» PROBLEM TO SOLVE:
Rewrite the part of the records that opens with the line containing "If you could mark the cucumber" and closes with the line containing "<point>270,553</point>" as a two-column CSV with the headers text and answer. Give one row per record, putting each value in a single quoted field and replacing line breaks with spaces.

[START THE RECORDS]

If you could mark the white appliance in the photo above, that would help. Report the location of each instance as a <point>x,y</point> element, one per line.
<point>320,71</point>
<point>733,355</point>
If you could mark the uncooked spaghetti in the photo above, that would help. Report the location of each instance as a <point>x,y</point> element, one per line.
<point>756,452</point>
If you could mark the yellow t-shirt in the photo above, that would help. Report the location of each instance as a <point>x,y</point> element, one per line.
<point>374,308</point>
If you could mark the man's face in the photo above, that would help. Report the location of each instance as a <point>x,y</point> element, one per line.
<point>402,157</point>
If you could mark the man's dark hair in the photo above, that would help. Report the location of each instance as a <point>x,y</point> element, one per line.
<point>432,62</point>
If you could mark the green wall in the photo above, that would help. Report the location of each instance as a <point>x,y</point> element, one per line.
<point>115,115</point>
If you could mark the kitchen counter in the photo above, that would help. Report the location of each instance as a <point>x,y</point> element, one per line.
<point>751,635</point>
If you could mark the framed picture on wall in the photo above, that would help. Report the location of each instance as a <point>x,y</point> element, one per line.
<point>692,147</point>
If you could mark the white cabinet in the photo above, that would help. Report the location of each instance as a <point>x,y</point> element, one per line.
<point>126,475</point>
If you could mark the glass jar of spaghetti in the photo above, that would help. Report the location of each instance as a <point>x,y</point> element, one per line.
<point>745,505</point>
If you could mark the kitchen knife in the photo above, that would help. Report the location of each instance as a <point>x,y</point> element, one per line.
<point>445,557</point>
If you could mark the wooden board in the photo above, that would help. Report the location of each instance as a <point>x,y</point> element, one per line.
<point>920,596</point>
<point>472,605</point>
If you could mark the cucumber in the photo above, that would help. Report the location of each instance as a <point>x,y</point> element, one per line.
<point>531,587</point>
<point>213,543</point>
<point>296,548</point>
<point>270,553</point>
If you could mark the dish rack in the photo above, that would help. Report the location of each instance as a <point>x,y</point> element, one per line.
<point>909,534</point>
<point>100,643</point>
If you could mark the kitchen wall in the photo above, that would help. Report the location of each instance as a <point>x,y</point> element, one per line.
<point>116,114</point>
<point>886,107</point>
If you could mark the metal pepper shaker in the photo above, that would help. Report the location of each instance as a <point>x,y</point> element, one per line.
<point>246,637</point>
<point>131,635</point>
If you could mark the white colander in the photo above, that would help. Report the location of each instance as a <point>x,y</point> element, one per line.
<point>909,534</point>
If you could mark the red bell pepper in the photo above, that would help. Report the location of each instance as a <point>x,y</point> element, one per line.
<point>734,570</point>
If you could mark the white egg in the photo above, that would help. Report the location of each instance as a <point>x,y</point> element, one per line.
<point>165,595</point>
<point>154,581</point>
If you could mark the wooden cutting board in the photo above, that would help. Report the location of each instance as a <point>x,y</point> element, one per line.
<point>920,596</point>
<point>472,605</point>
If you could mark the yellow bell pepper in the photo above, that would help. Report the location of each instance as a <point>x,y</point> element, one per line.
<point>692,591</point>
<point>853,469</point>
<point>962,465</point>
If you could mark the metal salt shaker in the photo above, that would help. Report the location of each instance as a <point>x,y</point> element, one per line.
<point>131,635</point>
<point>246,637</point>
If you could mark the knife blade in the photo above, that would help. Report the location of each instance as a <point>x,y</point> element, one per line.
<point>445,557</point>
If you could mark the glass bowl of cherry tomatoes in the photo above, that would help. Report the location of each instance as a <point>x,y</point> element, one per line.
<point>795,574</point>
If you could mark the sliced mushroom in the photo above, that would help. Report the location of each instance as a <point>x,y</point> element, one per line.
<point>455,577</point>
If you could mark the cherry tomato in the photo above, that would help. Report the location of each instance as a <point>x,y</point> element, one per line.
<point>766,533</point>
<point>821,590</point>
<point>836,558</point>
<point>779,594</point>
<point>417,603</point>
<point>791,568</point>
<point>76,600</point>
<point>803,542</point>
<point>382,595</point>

[END THE RECORDS]

» PROBLEM SOLUTION:
text,answer
"If you could mark the cucumber in the photo above, that would help. Report the location of each instance as a <point>x,y</point> element, one per line.","<point>531,587</point> <point>213,543</point> <point>296,548</point> <point>270,553</point>"